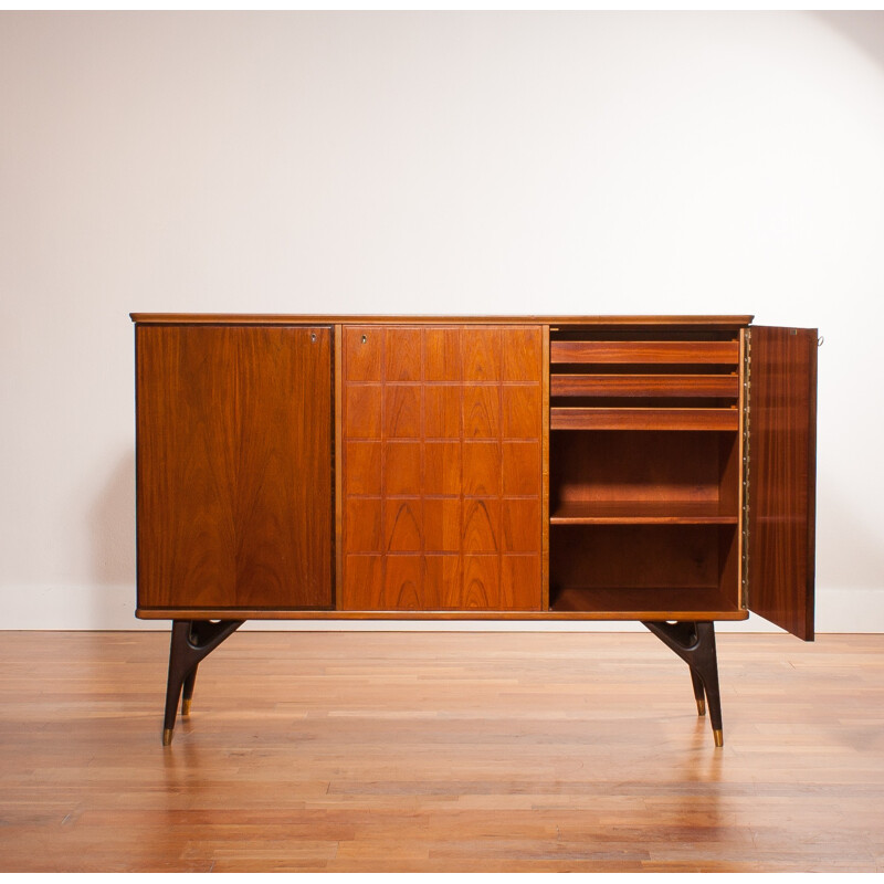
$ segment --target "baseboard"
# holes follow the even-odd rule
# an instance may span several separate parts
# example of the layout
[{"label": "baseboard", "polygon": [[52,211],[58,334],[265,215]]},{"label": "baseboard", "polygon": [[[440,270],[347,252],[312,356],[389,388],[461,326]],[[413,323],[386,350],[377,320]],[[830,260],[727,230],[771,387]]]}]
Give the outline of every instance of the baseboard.
[{"label": "baseboard", "polygon": [[[166,630],[164,620],[135,618],[130,585],[64,585],[0,587],[0,630]],[[432,632],[629,632],[638,623],[614,621],[249,621],[244,629],[265,631],[418,631]],[[780,632],[758,617],[717,627],[719,632]],[[817,590],[817,632],[884,632],[884,588]]]}]

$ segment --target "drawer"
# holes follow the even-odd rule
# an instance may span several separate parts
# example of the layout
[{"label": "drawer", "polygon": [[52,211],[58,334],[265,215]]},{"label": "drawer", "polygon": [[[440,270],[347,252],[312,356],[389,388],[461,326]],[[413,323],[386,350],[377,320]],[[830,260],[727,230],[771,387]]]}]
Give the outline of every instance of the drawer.
[{"label": "drawer", "polygon": [[552,340],[551,365],[737,365],[737,340]]}]

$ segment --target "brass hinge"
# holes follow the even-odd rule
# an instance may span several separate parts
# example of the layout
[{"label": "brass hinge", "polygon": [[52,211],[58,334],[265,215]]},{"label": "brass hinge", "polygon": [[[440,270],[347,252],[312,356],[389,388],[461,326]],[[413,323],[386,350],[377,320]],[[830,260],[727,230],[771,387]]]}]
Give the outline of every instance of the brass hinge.
[{"label": "brass hinge", "polygon": [[746,329],[745,346],[743,350],[743,607],[749,607],[749,466],[751,463],[749,440],[751,411],[749,410],[749,393],[753,382],[753,330]]}]

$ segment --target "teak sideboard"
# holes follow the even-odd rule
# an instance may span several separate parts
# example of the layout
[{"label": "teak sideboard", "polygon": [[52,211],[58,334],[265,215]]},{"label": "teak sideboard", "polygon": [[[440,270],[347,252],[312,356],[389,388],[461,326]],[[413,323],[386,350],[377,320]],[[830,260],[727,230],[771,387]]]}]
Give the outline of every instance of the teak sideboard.
[{"label": "teak sideboard", "polygon": [[716,620],[813,638],[817,329],[133,314],[162,739],[249,619],[632,620],[723,744]]}]

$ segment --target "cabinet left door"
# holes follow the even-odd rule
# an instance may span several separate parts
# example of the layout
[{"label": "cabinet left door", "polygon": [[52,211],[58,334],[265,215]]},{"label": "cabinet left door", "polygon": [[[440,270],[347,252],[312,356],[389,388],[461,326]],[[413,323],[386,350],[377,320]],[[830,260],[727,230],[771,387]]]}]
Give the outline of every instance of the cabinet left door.
[{"label": "cabinet left door", "polygon": [[135,339],[138,613],[334,607],[332,329]]}]

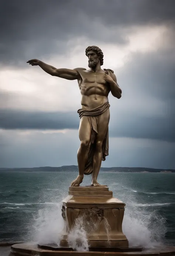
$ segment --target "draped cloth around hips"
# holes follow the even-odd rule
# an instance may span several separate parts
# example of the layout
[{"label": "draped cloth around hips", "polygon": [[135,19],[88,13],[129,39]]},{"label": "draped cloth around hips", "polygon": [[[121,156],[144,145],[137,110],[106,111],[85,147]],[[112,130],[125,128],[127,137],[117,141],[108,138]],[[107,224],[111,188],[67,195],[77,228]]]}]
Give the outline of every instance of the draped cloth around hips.
[{"label": "draped cloth around hips", "polygon": [[[99,116],[105,112],[110,107],[108,102],[105,102],[99,107],[93,109],[80,109],[78,111],[80,118],[84,116],[88,117],[91,128],[90,143],[88,149],[88,157],[85,164],[84,174],[88,175],[92,173],[93,170],[93,157],[95,153],[96,141],[98,134],[97,124]],[[106,157],[109,155],[109,129],[107,127],[106,136],[103,141],[102,161],[105,161]]]}]

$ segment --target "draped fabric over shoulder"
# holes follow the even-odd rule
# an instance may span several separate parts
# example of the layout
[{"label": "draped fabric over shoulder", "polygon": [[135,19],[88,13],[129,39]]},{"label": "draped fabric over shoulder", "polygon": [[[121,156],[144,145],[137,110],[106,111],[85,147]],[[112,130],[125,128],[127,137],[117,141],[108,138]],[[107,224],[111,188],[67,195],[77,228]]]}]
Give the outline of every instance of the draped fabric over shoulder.
[{"label": "draped fabric over shoulder", "polygon": [[[79,116],[81,118],[83,116],[88,116],[91,129],[91,139],[88,148],[88,157],[85,165],[84,174],[88,175],[93,171],[93,156],[95,149],[95,140],[97,134],[97,123],[99,116],[106,111],[110,107],[108,102],[105,102],[95,109],[80,109],[78,111]],[[103,142],[102,161],[105,161],[106,157],[109,155],[109,131],[108,128],[106,136]]]}]

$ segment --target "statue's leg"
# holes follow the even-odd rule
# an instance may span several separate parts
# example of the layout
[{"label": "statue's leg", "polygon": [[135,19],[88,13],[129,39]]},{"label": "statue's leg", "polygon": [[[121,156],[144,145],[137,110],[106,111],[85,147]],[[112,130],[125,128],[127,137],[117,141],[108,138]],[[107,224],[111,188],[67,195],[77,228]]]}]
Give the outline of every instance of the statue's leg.
[{"label": "statue's leg", "polygon": [[84,116],[80,119],[79,138],[81,141],[77,154],[79,174],[71,183],[71,186],[79,186],[83,181],[85,167],[88,159],[88,148],[90,143],[91,127],[88,118]]},{"label": "statue's leg", "polygon": [[92,184],[93,186],[100,186],[97,182],[97,177],[102,164],[102,147],[103,142],[106,134],[110,118],[109,109],[99,117],[97,124],[98,134],[96,141],[96,150],[93,158],[93,172]]}]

+-------+

Exercise requirements: Leave out the pictures and transcribe the entries above exactly.

Result for this task:
$ segment --target "baseboard"
# holes follow the even-odd rule
# an instance may span several separate parts
# example of the layout
[{"label": "baseboard", "polygon": [[52,211],[58,334],[265,215]]},{"label": "baseboard", "polygon": [[[440,270],[347,252],[312,356],[389,388],[461,326]],[[413,323],[386,350],[377,320]],[[830,260],[727,230],[771,387]]]}]
Give the outline of every instance of the baseboard.
[{"label": "baseboard", "polygon": [[[166,630],[164,620],[135,618],[130,585],[64,585],[0,587],[0,630]],[[432,632],[629,632],[638,623],[614,621],[249,621],[244,629],[265,631],[418,631]],[[780,632],[758,617],[717,627],[719,632]],[[817,590],[817,632],[884,632],[884,588]]]}]

$ segment --target "drawer"
# holes follow the even-odd rule
# an instance may span several separate parts
# example of the layout
[{"label": "drawer", "polygon": [[52,211],[58,334],[265,215]]},{"label": "drawer", "polygon": [[[440,270],[347,252],[312,356],[389,388],[461,326]],[[413,323],[386,350],[377,320]],[[830,260],[727,230],[771,387]]]}]
Give the outline of every instance of the drawer.
[{"label": "drawer", "polygon": [[552,340],[551,365],[737,365],[737,340]]}]

$ segment --target "brass hinge"
# holes follow the even-odd rule
# an instance may span several separate parts
# example of the layout
[{"label": "brass hinge", "polygon": [[52,211],[58,334],[265,215]]},{"label": "brass hinge", "polygon": [[[440,270],[347,252],[312,356],[389,388],[461,326]],[[413,323],[386,350],[377,320]],[[830,260],[727,230],[771,387]]]}]
Give the outline of every instance of the brass hinge.
[{"label": "brass hinge", "polygon": [[746,329],[745,346],[743,350],[743,607],[749,607],[749,466],[751,463],[749,440],[751,411],[749,410],[749,393],[753,382],[753,330]]}]

$ segment --target "teak sideboard"
# holes follow the even-odd rule
# an instance may span several separate parts
# example of the layout
[{"label": "teak sideboard", "polygon": [[52,211],[58,334],[265,215]]},{"label": "teak sideboard", "polygon": [[[440,270],[347,252],[312,356],[389,388],[461,326]],[[413,323],[386,350],[377,320]],[[830,260],[727,230],[771,387]]]}]
Give the outline of every instance of the teak sideboard.
[{"label": "teak sideboard", "polygon": [[716,620],[813,638],[817,329],[133,314],[162,739],[249,619],[632,620],[723,744]]}]

$ segment --target "cabinet left door"
# holes follow the even-odd rule
# an instance may span several separate parts
# example of the layout
[{"label": "cabinet left door", "polygon": [[52,211],[58,334],[265,215]]},{"label": "cabinet left door", "polygon": [[[440,270],[347,252],[312,356],[389,388],[461,326]],[[413,323],[386,350],[377,320]],[[830,260],[727,230],[771,387]]]}]
Give the outline of every instance of the cabinet left door.
[{"label": "cabinet left door", "polygon": [[135,339],[138,613],[334,607],[332,329]]}]

$ segment --target "draped cloth around hips"
# holes follow the even-odd rule
# an instance may span several separate parts
# example of the layout
[{"label": "draped cloth around hips", "polygon": [[135,19],[88,13],[129,39]]},{"label": "draped cloth around hips", "polygon": [[[121,156],[144,145],[137,110],[106,111],[85,147]],[[112,130],[125,128],[127,137],[117,141],[108,138]],[[107,224],[111,188],[67,195],[77,228]]]}]
Give the outline of every instance of the draped cloth around hips.
[{"label": "draped cloth around hips", "polygon": [[[99,116],[105,112],[110,107],[108,102],[105,102],[99,107],[93,109],[80,109],[78,111],[80,118],[84,116],[88,117],[91,128],[90,143],[88,149],[88,157],[85,164],[84,174],[88,175],[92,173],[93,170],[93,157],[95,153],[96,141],[98,134],[97,124]],[[106,157],[109,155],[109,129],[107,127],[106,136],[103,141],[102,161],[105,161]]]}]

$ segment --target "draped fabric over shoulder"
# holes follow the even-odd rule
# an instance may span several separate parts
# example of the layout
[{"label": "draped fabric over shoulder", "polygon": [[135,19],[88,13],[129,39]]},{"label": "draped fabric over shoulder", "polygon": [[[121,156],[144,145],[137,110],[106,111],[85,147]],[[112,130],[125,128],[127,137],[117,141],[108,138]],[[107,224],[111,188],[67,195],[77,228]]]}]
Give the outline of every instance of the draped fabric over shoulder.
[{"label": "draped fabric over shoulder", "polygon": [[[79,116],[81,118],[83,116],[88,116],[91,129],[91,139],[88,148],[88,157],[85,165],[84,174],[88,175],[93,171],[93,156],[95,149],[95,140],[97,134],[97,123],[99,116],[106,111],[110,107],[108,102],[105,102],[95,109],[80,109],[78,111]],[[103,142],[102,161],[105,161],[106,157],[109,155],[109,131],[108,128],[106,136]]]}]

$ segment --target "statue's leg"
# holes follow the even-odd rule
# an instance may span several separate parts
# example of the layout
[{"label": "statue's leg", "polygon": [[135,19],[88,13],[129,39]]},{"label": "statue's leg", "polygon": [[[121,156],[144,145],[137,110],[106,111],[85,147]],[[112,130],[125,128],[127,137],[117,141],[108,138]],[[107,224],[111,188],[67,195],[77,228]]]}]
Give the outline of every instance of the statue's leg.
[{"label": "statue's leg", "polygon": [[84,116],[80,119],[79,138],[81,141],[77,154],[79,174],[71,183],[71,186],[79,186],[83,181],[85,167],[88,159],[88,148],[90,143],[91,127],[88,118]]},{"label": "statue's leg", "polygon": [[92,184],[93,186],[100,186],[97,182],[97,177],[102,164],[102,147],[103,142],[106,134],[110,118],[109,109],[99,117],[97,124],[98,134],[96,141],[96,150],[93,158],[93,172]]}]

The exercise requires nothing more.